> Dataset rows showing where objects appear
<<<<

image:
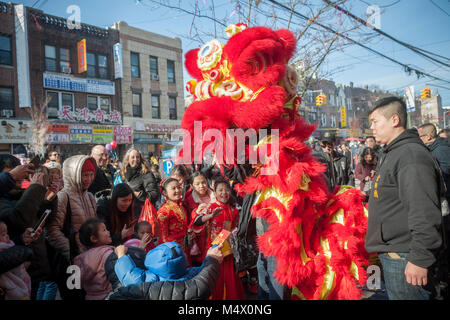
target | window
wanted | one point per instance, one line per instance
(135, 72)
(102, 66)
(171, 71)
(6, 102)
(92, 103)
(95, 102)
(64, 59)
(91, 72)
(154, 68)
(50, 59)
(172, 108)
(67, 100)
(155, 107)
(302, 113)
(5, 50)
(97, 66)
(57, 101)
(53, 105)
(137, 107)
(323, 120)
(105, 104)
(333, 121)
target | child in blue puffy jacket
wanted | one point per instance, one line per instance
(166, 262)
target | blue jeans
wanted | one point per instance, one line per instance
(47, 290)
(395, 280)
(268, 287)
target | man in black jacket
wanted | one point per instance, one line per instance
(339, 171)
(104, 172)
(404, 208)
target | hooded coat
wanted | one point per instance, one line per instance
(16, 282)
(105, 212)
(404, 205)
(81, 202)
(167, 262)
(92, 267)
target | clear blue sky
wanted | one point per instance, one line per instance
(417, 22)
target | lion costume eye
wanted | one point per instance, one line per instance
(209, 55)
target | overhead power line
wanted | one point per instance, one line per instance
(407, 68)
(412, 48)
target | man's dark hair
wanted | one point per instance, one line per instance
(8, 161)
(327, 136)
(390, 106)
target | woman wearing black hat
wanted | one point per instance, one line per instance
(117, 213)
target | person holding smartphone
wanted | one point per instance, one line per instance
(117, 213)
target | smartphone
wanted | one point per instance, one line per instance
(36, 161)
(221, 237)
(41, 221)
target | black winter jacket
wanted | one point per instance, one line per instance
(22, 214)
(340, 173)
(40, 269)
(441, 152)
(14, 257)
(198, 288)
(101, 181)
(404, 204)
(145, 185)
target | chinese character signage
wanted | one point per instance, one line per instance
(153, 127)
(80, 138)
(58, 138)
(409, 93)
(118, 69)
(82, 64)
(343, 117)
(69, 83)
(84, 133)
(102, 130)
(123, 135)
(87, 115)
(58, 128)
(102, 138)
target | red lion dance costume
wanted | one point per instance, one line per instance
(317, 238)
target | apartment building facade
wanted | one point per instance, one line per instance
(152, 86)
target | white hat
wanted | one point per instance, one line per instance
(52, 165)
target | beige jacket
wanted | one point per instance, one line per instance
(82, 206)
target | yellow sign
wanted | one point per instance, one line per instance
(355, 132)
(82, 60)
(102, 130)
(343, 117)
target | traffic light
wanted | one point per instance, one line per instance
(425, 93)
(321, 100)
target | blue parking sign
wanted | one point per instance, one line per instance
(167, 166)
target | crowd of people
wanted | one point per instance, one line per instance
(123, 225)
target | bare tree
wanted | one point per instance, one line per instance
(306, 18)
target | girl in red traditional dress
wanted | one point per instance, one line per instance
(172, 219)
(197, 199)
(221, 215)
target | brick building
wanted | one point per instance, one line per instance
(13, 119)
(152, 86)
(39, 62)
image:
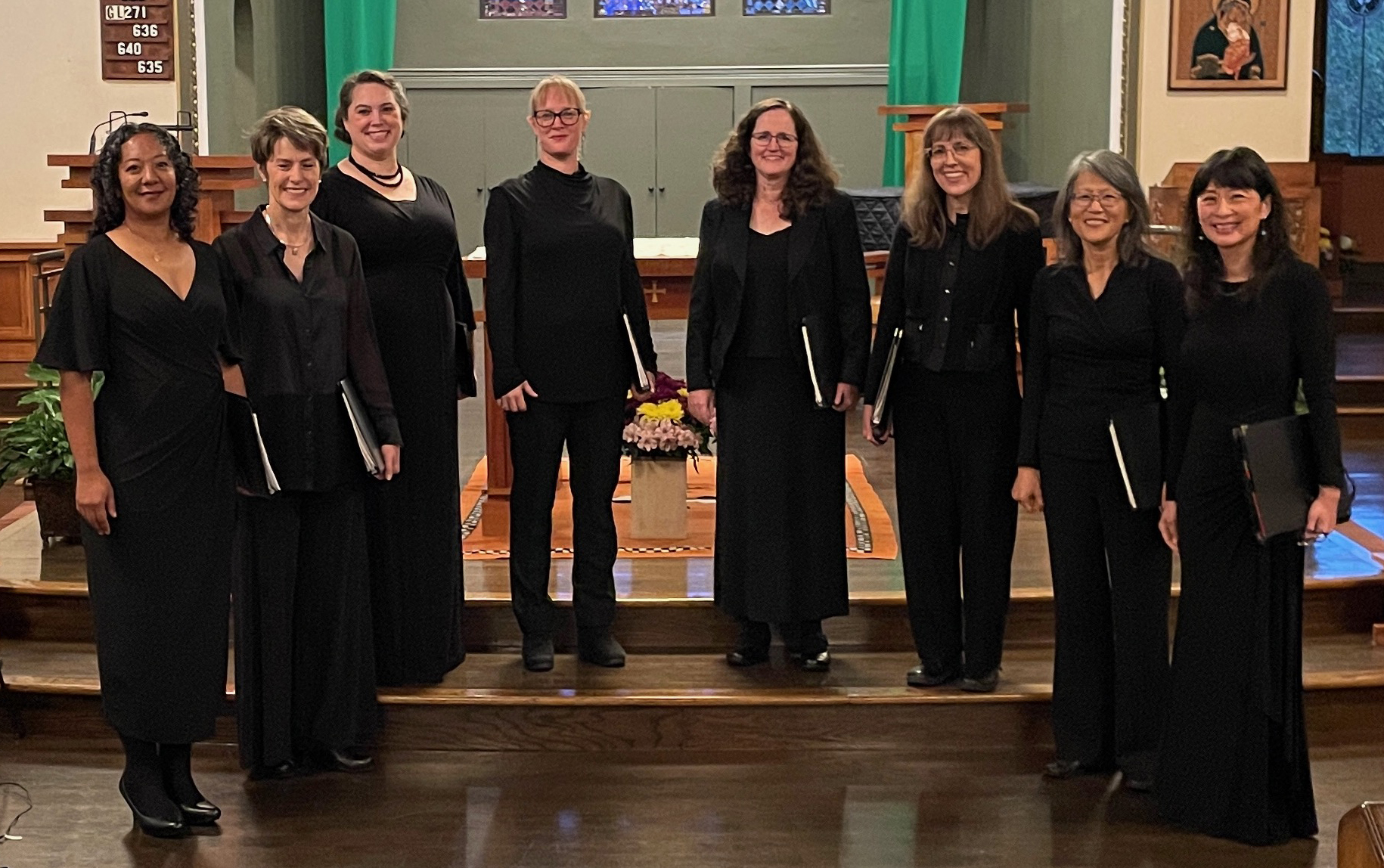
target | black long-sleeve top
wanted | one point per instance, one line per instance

>>>>

> YOUR OBJECTIVE
Please copy out every item above word for word, leaving out the pictures.

> THE SOLUTION
image:
target | window
wanted | one point per instance, one line per instance
(135, 72)
(102, 66)
(171, 71)
(6, 102)
(92, 103)
(95, 102)
(64, 59)
(91, 72)
(154, 68)
(50, 59)
(172, 108)
(67, 100)
(155, 107)
(302, 113)
(5, 50)
(97, 66)
(57, 101)
(53, 105)
(137, 107)
(323, 120)
(105, 104)
(333, 121)
target | child in blue puffy jacket
wanted | one point per instance, one line per instance
(166, 262)
target | blue jeans
wanted | one point per instance, one line per instance
(47, 290)
(395, 280)
(268, 287)
target | man in black jacket
wanted | one point per instance, one line per instance
(339, 171)
(104, 172)
(404, 208)
target | hooded coat
wanted | one point per instance, one line per instance
(16, 282)
(105, 212)
(404, 205)
(81, 202)
(167, 262)
(92, 267)
target | clear blue sky
wanted | one point per instance, one line per instance
(417, 22)
target | lion costume eye
wanted | one point per instance, one line per instance
(209, 55)
target | overhead power line
wanted | one point per instance, one line per instance
(407, 68)
(412, 48)
target | man's dark hair
wanted | one point per instance, one line per instance
(8, 161)
(327, 136)
(390, 106)
target | woman wearing black hat
wanted | one point per instance, one line per instance
(117, 213)
target | person holding smartphone
wanted | one point per instance, one line per instance
(117, 213)
target | smartphone
wanted | one point per instance, one line per instance
(36, 161)
(221, 237)
(41, 221)
target | black winter jacket
wanted | one point per instance, one line per instance
(22, 214)
(340, 173)
(40, 269)
(441, 152)
(14, 257)
(198, 288)
(101, 181)
(404, 204)
(145, 185)
target | chinese character signage
wanted | one point per instance, one line per instance
(153, 127)
(80, 138)
(58, 138)
(409, 93)
(118, 69)
(82, 64)
(343, 117)
(69, 83)
(84, 133)
(102, 130)
(123, 135)
(87, 115)
(58, 128)
(102, 138)
target | red lion dance costume
wanted | one point per instance, one line per instance
(317, 238)
target | apartment building facade
wanted | one point per instance, one line per instance
(152, 86)
target | white hat
wanted | one point per instance, one line per instance
(52, 165)
target | beige jacket
wanted | one point per instance, one line per instance
(82, 206)
target | yellow sign
wanted | one point per instance, one line per instance
(355, 132)
(82, 60)
(102, 130)
(343, 117)
target | traffic light
wanted | one point per instance, one line per instance
(425, 93)
(321, 100)
target | blue parking sign
wanted | one point per instance, one line per instance
(167, 166)
target | crowd of people
wanted | one point per instance, one line per instance
(123, 225)
target | bare tree
wanted | one point per instance, one line per instance
(306, 18)
target | girl in red traditional dress
wanted | one point per instance, one line per instance
(172, 219)
(197, 199)
(221, 215)
target | brick building
wanted | one point per instance, one line per instance
(13, 119)
(152, 86)
(39, 62)
image:
target | black long-sleeve top
wanted | one point per instance, one line per instance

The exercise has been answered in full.